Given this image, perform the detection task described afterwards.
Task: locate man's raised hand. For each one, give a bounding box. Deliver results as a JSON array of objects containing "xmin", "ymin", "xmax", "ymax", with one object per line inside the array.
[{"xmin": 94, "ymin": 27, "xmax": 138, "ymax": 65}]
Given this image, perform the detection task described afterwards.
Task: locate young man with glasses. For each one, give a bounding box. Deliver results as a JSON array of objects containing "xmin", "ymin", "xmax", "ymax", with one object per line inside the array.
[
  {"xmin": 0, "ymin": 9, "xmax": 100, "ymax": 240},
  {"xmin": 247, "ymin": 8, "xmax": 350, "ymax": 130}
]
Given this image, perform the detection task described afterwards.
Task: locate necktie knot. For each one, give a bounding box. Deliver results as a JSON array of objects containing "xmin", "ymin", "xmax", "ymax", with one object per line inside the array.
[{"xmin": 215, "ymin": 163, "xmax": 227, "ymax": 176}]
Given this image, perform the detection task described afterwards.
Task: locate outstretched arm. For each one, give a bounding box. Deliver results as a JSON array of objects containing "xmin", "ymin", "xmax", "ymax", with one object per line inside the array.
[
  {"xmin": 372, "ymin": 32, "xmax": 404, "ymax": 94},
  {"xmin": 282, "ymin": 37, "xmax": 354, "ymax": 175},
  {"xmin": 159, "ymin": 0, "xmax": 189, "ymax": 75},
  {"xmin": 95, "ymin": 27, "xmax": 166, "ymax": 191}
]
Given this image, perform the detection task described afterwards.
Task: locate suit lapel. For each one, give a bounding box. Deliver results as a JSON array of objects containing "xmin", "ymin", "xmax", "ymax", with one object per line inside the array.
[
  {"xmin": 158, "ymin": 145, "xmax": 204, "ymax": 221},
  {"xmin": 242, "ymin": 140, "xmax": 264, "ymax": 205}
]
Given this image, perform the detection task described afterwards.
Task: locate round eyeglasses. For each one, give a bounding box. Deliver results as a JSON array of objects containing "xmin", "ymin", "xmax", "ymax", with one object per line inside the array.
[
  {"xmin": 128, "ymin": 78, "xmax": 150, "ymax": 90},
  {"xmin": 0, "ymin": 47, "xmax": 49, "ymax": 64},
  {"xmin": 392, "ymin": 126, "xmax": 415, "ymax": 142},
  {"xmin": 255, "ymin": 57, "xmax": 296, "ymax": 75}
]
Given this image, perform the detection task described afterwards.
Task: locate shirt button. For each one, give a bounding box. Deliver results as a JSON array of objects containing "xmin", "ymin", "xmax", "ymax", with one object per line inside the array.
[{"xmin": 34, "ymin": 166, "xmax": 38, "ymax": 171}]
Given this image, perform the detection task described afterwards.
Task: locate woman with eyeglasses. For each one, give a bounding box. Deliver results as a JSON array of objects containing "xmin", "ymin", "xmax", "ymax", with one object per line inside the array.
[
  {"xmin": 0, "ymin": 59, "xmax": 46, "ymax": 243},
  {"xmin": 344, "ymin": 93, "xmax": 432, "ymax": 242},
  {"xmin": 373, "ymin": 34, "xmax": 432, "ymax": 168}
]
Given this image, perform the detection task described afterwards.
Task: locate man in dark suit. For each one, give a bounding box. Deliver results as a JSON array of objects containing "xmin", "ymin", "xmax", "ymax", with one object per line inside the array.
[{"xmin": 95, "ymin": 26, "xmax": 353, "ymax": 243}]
■ ■ ■ ■ ■
■ **Problem**
Your reply must reproduce all records above exactly.

■ **Solution**
Given this image, perform the detection task described afterwards.
Task: locate man's raised hand. For each one, give a bounding box. Deliver results as a JSON array of objects containing "xmin", "ymin", "xmax", "ymax", with one object per line inside the array.
[{"xmin": 94, "ymin": 27, "xmax": 138, "ymax": 65}]
Given this image, perform the detection task described afterwards.
Task: locate young man with glasses. For each one, give a bounding box. Deliver results as a JSON array of objects containing "xmin", "ymin", "xmax", "ymax", with one object per line inside the array.
[
  {"xmin": 0, "ymin": 9, "xmax": 100, "ymax": 240},
  {"xmin": 247, "ymin": 8, "xmax": 350, "ymax": 130}
]
Given this image, perform the detection task described afterwards.
Task: locate necktie knot. For each one, give a bounding box. Deliver results as a JSON array of objects containing "xmin", "ymin", "xmax", "ymax", with one object per line inside the array.
[{"xmin": 215, "ymin": 163, "xmax": 227, "ymax": 176}]
Given this image, perform the detection task described afterwards.
Task: locate outstretched arm. For each one, give a bounding box. Deliver results as a JSON array of objects containing "xmin", "ymin", "xmax", "ymax", with one object per line inside the array.
[
  {"xmin": 372, "ymin": 32, "xmax": 404, "ymax": 94},
  {"xmin": 282, "ymin": 37, "xmax": 354, "ymax": 175},
  {"xmin": 159, "ymin": 0, "xmax": 189, "ymax": 75},
  {"xmin": 95, "ymin": 27, "xmax": 166, "ymax": 191}
]
Given this image, perform the detection task described afterwards.
Task: locate suit lapel. For each one, give a bounding box. Deliver results as a JSON array of objects containing "xmin", "ymin", "xmax", "ymax", with one object per line inside the array.
[
  {"xmin": 158, "ymin": 145, "xmax": 204, "ymax": 221},
  {"xmin": 242, "ymin": 140, "xmax": 264, "ymax": 205}
]
Given this image, perform the detection task described afterwards.
Task: locate round eyeglasses. For each one, give a bounding box. Deliver results as a JSON array of objects containing "xmin", "ymin", "xmax", "ymax", with one object per line inside the array.
[
  {"xmin": 128, "ymin": 78, "xmax": 150, "ymax": 90},
  {"xmin": 0, "ymin": 47, "xmax": 49, "ymax": 64},
  {"xmin": 392, "ymin": 126, "xmax": 415, "ymax": 142},
  {"xmin": 255, "ymin": 57, "xmax": 296, "ymax": 75}
]
Given this image, perform the detection task described afterwards.
Task: locate shirt button. For each one, give a bounding box. Deliver results as a JSON array of objects containing "xmin", "ymin", "xmax", "ymax", with one object per line inside the array.
[{"xmin": 34, "ymin": 166, "xmax": 38, "ymax": 171}]
Given this image, perform the detection task described afterwards.
Task: locate woman with eyeglasses. For each one, give a bounding box. Deliver results as a JSON array of objects containing "xmin", "ymin", "xmax", "ymax", with one object per line inside the array.
[
  {"xmin": 0, "ymin": 59, "xmax": 46, "ymax": 243},
  {"xmin": 344, "ymin": 93, "xmax": 432, "ymax": 242},
  {"xmin": 373, "ymin": 34, "xmax": 432, "ymax": 168}
]
Given this image, perform the detection task described afterwards.
Task: locate man in dark suit. For each one, give a bounding box. Deliver results as a JSON array of objects containing "xmin", "ymin", "xmax", "ymax", with one object per line inside the array.
[{"xmin": 95, "ymin": 26, "xmax": 353, "ymax": 243}]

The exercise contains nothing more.